→ Problem:
Edit the material below by replacing "Give pixel coordinates" with "Return pixel coordinates" everywhere it occurs, keeping every other line the same, and leave the pictures out of your answer.

(Entries from a dataset)
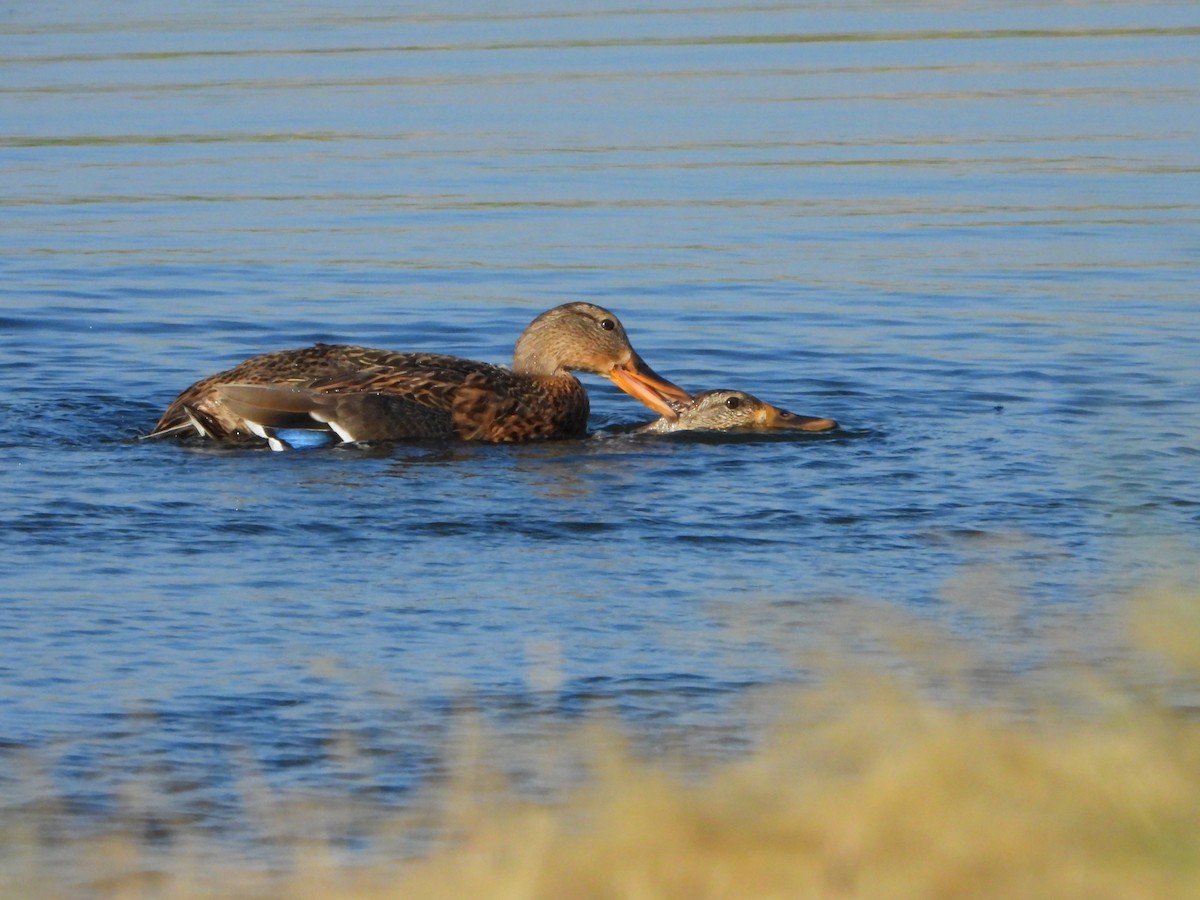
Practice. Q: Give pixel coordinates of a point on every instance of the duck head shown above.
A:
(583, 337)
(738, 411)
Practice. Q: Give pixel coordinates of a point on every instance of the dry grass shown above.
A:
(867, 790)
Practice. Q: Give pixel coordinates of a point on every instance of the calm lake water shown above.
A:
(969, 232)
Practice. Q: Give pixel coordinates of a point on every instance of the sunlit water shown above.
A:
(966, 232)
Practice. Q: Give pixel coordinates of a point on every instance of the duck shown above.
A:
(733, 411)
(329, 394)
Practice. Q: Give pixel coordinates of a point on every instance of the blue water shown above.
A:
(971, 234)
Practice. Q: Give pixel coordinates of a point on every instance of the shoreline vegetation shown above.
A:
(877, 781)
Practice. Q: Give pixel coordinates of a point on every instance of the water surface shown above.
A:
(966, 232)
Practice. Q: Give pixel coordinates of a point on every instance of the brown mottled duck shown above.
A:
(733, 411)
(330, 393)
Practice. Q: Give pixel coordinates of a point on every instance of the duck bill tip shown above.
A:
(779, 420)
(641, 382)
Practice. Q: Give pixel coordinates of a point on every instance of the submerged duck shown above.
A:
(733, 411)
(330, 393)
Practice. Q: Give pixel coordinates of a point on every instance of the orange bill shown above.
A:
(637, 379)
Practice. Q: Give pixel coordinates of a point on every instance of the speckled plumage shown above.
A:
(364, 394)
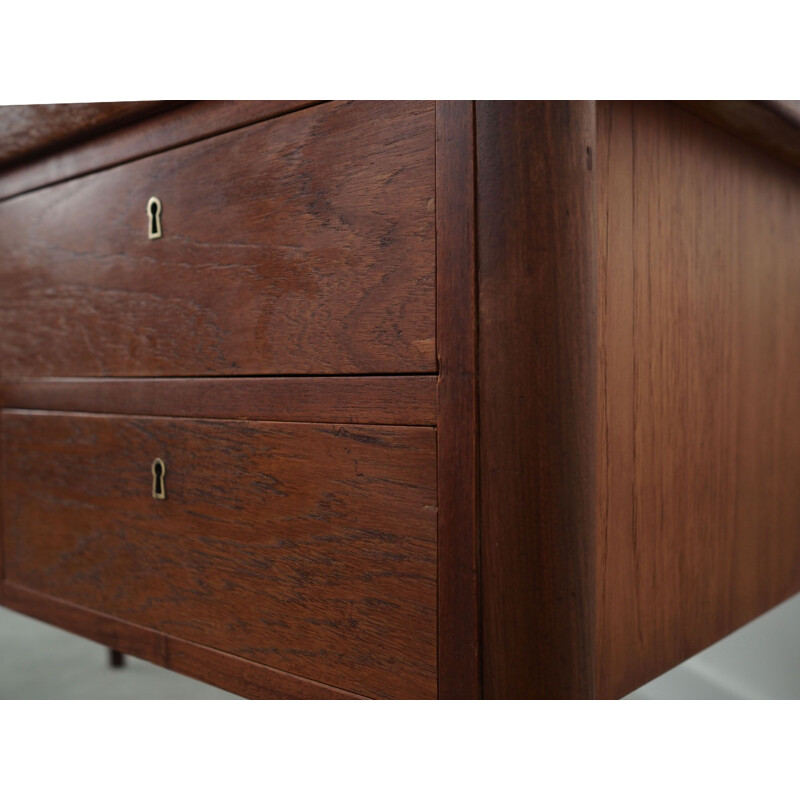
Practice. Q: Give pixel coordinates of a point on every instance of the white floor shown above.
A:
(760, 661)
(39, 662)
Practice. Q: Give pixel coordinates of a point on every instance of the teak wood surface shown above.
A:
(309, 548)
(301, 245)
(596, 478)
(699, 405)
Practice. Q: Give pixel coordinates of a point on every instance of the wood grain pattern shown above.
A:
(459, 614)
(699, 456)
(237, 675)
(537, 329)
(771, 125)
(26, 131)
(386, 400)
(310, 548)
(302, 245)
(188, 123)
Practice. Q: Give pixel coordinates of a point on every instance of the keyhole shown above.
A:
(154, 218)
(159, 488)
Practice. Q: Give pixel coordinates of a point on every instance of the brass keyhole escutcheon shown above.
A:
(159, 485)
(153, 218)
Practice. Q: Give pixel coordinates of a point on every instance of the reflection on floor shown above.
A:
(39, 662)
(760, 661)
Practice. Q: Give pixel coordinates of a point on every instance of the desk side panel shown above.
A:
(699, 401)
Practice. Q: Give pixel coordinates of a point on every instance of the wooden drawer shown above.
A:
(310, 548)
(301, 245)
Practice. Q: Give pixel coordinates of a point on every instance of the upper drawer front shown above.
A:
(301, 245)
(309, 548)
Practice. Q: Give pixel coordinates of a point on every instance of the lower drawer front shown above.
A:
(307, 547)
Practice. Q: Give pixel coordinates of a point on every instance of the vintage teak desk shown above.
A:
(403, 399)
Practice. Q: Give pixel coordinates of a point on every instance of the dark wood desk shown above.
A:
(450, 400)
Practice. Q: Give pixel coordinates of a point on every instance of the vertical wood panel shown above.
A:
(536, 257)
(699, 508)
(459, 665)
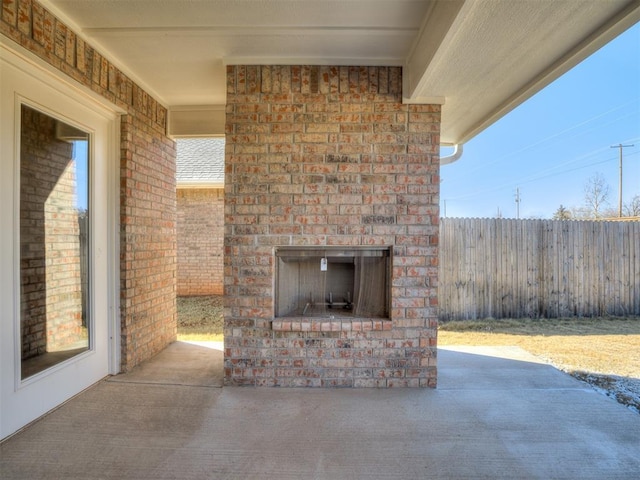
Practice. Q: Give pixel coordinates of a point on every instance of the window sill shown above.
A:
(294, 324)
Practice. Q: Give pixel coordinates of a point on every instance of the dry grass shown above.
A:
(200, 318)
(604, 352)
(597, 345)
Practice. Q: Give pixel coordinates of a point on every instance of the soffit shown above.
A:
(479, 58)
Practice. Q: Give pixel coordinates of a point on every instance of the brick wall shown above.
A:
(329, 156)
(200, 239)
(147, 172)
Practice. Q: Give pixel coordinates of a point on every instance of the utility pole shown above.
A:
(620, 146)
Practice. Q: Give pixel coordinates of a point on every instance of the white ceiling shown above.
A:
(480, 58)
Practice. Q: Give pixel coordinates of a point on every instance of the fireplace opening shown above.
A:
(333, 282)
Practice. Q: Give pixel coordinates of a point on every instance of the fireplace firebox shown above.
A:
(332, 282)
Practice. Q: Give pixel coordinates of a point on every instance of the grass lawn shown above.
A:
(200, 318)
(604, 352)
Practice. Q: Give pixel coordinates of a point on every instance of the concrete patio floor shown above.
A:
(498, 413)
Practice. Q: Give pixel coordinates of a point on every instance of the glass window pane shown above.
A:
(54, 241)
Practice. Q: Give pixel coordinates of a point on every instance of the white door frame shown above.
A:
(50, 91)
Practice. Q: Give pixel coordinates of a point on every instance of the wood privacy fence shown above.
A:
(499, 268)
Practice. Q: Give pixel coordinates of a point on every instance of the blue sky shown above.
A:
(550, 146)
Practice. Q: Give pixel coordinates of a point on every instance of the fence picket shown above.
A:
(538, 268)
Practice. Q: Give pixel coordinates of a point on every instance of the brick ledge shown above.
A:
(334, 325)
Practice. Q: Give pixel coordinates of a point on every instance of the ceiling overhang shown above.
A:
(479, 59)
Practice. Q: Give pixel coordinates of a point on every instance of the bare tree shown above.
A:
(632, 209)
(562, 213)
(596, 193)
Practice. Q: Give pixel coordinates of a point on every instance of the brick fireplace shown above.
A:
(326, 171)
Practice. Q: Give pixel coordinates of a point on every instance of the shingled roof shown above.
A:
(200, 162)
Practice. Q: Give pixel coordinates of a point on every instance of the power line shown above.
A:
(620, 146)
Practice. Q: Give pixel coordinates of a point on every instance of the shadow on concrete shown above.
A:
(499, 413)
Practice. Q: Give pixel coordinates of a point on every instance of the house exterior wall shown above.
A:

→ Answer to this task:
Practice. Q: Return pixel coordinates of a point on every instance of the duck head shown above.
A:
(583, 337)
(738, 411)
Practice. Q: Return pixel coordinates of a point on every instance of the dry grass shown above.
A:
(867, 790)
Practice. Q: Return pixel coordinates of a point on every instance of the calm lake water shown above.
A:
(969, 232)
Practice. Q: Return pixel coordinates of a point on every instance of the sunlit water shown above.
A:
(966, 232)
Practice. Q: Return pixel coordinates of a point on every instance of the duck shown above.
A:
(733, 411)
(329, 394)
Practice. Q: Return pixel coordinates of a point on every instance of the blue water shown above.
A:
(971, 234)
Practice. Q: Return pixel coordinates of a point on every instance of the shoreline vegetation shown above.
A:
(877, 781)
Practice. Q: Return pixel coordinates of a point on every instance of the water surface shown above.
A:
(966, 232)
Practice. Q: Return pixel coordinates of a point on every instance of the brown mottled duck shown above.
A:
(733, 411)
(330, 393)
Practice. Q: Return pixel coordinates of a point on every instance of the duck bill tip shown above.
A:
(779, 420)
(641, 382)
Practice. Q: Return pixel coordinates of a point on every instance of the submerged duck shown above.
A:
(733, 411)
(330, 393)
Practice. Q: Return pixel coordinates of a point on every instance of the orange bill shown above.
A:
(637, 379)
Practice. Q: Return pixel coordinates of a point on every instance of the speckled plumage shown above.
A:
(364, 394)
Practice. Q: Return pixel coordinates of a point on every instance of the white floor shown above.
A:
(760, 661)
(39, 662)
Practice. Q: Return pixel coordinates of a point on every instance of the teak wood surface shown above.
A:
(309, 548)
(301, 245)
(596, 478)
(699, 405)
Practice. Q: Return pixel coordinates of a point on every instance of the wood grain pattern shown above.
A:
(459, 614)
(699, 456)
(237, 675)
(537, 329)
(771, 125)
(26, 131)
(386, 400)
(310, 548)
(302, 245)
(188, 123)
Practice. Q: Return pixel coordinates of a point on every instance of the keyhole shown above.
A:
(154, 218)
(159, 488)
Practice. Q: Return pixel coordinates of a point on every instance of the brass keyhole escutcheon shown above.
A:
(159, 485)
(153, 218)
Practice. Q: Return pixel coordinates of a point on every instance of the reflection on floor shown above.
A:
(39, 662)
(760, 661)
Practice. Q: Return pixel coordinates of a point on every instance of the desk side panel shown above.
A:
(699, 401)
Practice. Q: Return pixel coordinates of a point on every instance of the wooden drawer shown above.
A:
(310, 548)
(301, 245)
Practice. Q: Return pixel coordinates of a point on every instance of the upper drawer front shown above.
A:
(301, 245)
(309, 548)
Practice. Q: Return pixel coordinates of a point on every instance of the lower drawer front shown above.
A:
(307, 547)
Practice. Q: Return pixel coordinates of a point on every instance of the vintage teak desk shown above.
A:
(403, 399)
Practice. Q: Return pixel coordinates of a point on every instance of the dark wood desk shown above.
A:
(450, 400)
Practice. Q: Return pixel coordinates of a point on every instance of the vertical wood panel shown above.
A:
(536, 257)
(699, 508)
(459, 665)
Practice. Q: Return pixel coordinates of a point on every instance of the window sill shown above.
A:
(294, 324)
Practice. Q: Return pixel coordinates of a point on every instance of the dry grass shown above.
A:
(200, 318)
(604, 352)
(597, 345)
Practice. Q: Return pixel coordinates of a point on every instance of the soffit shown above.
A:
(479, 58)
Practice. Q: Return pixel coordinates of a point on every instance of the brick wall shown above.
A:
(329, 156)
(200, 239)
(147, 172)
Practice. Q: Return pixel coordinates of a point on every instance of the utility pole shown above.
A:
(620, 146)
Practice. Q: Return pixel coordinates of a point on every instance of the white ceiling shown above.
A:
(480, 58)
Practice. Q: Return pixel coordinates of a point on every instance of the fireplace opening shown above.
A:
(333, 282)
Practice. Q: Return pixel coordinates of a point on every instance of the fireplace firebox shown above.
A:
(332, 282)
Practice. Q: Return pixel coordinates of a point on every instance of the grass lawn shown above.
A:
(200, 318)
(604, 352)
Practice. Q: Return pixel coordinates of a point on every instance of the concrete patio floor shown above.
A:
(498, 413)
Practice. Q: Return pixel coordinates of a point on every instance of the glass window pane shown above.
A:
(54, 241)
Practice. Q: Return pixel coordinates of a point on every instance of the white door frame shown above.
A:
(50, 91)
Practice. Q: Return pixel coordinates of a point on every instance of the wood privacy fence shown above.
A:
(499, 268)
Practice. Q: Return pixel coordinates of a point on every instance of the blue sky shown above.
A:
(550, 146)
Practice. Q: Return pixel coordinates of a point on every instance of the fence picket shown above.
A:
(538, 268)
Practice. Q: Return pixel coordinates of a point on every instance of the brick ledge shown above.
A:
(334, 325)
Practice. Q: Return pixel coordinates of a point on every instance of the ceiling overhang shown above.
A:
(479, 59)
Practice. Q: Return pixel coordinates of a point on every instance of the bare tree shown above.
A:
(632, 209)
(562, 213)
(596, 193)
Practice. Q: Return pixel coordinates of a point on every instance of the brick fireplace shown above.
A:
(326, 171)
Practice. Q: Return pixel coordinates of a point on every instance of the shingled roof shown above.
A:
(200, 162)
Practice. Q: Return pixel coordinates of a point on every instance of the power line shown above.
A:
(620, 146)
Practice. Q: Return pixel coordinates of a point on every instance of the shadow on concrete shown above.
A:
(499, 413)
Practice. Q: Return pixel coordinates of a point on every instance of the house exterior wall shown above.
A:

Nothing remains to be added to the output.